Tasks to carry out:
1. Condense the paragraph beginning "TI&T and Hunter successfully demurred" in the court opinion excerpt on the demurrer, keeping its main points.
2. According to the court opinion excerpt on the demurrer, in what year was Colm v. Francis decided?
3. Extend the court opinion excerpt on the demurrer by writing what follows its final sentence.

Extract provided:
>> start
TI&T and Hunter successfully demurred to the allegations of the complaint. A demurrer tests the pleading alone and not the evidence or other extrinsic matters and for this reason will lie only where the defects appear on the face of the pleading. (Code Civ.Proc., § 430.30.) "(I)t is wholly beyond the scope of the inquiry to ascertain whether the facts stated are true or untrue. That is always the ultimate question to be determined by the evidence upon a trial of the questions of fact. Obviously, the complaint, when appropriately challenged, whether for want of sufficient facts or for an insufficient or inartificial (sic) statement of the facts, must stand or fall by its own force. Nothing dehors the pleading itself can be considered to determine whether it is obnoxious to objections made against it as a pleading." (Colm v. Francis (1916) 30 Cal.App. 742, 753, 159 P. 237, 241.) For purposes of the demurrer, and hence this appeal, TI&T and Hunter have admitted all material, issuable facts properly pleaded in the complaint, however improbable they may be. (McHugh v. Howard (1958) 165 Cal.App.2d 169, 174, 331 P.2d 674; Griffith v. Department of Public Works (1956) 141 Cal.App.2d 376, 381, 296 P.2d 838.) We proceed to consider whether the complaint is sufficient.
>> end
Source excerpt:
>> start
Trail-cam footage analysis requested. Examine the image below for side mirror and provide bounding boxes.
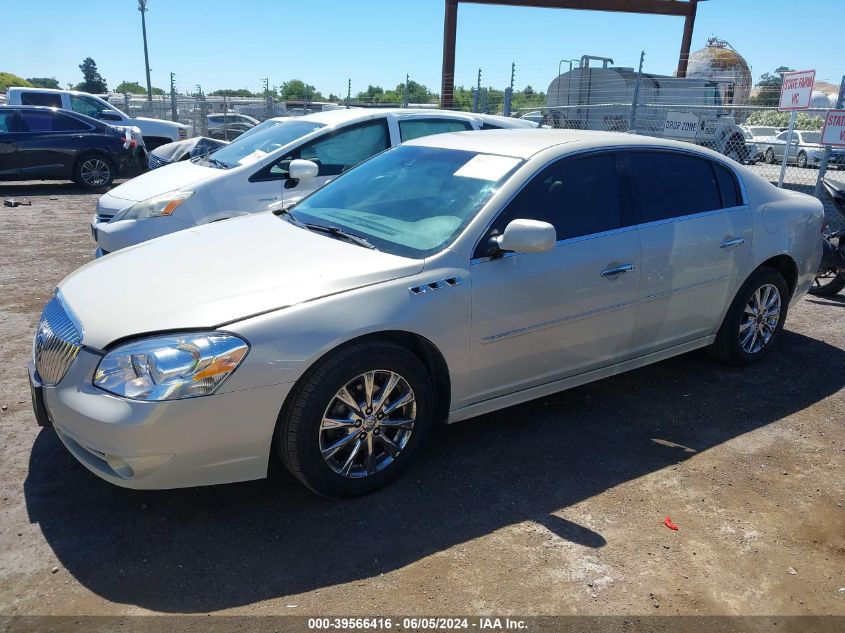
>> end
Results of the tasks:
1. TI&T and Hunter won their demurrer to the complaint. A demurrer tests only the pleading, not the evidence or other outside matters, so it succeeds only when defects appear on the face of the pleading (Code Civ. Proc., § 430.30). As Colm v. Francis (1916) states, whether the alleged facts are true is a question for trial. A challenged complaint stands or falls by its own force, and nothing outside the pleading may be considered. For the demurrer and this appeal, TI&T and Hunter have admitted all material, issuable facts properly pleaded, however improbable (McHugh v. Howard; Griffith v. Department of Public Works). The court then turns to whether the complaint is sufficient.

2. 1916.

3.
I

Causes of action one through three of the second amended complaint are based upon the acts of defendant Silva. Plaintiffs claim a cause against defendants for the alleged misrepresentation of Silva through the doctrine of respondeat superior. Simply stated, the doctrine of respondeat superior imposes liability upon an innocent principal or employer for the torts of his agent or employee which are committed within the scope of employment whether or not the agent or employee acts in excess of his authority or contrary to his instructions. (1 Witkin, Summary of Cal. Law (8th ed. 1973) Agency and Employment, § 155, pp. 754-755.) Moreover, a principal may become liable for the fraud and/or misrepresentation of...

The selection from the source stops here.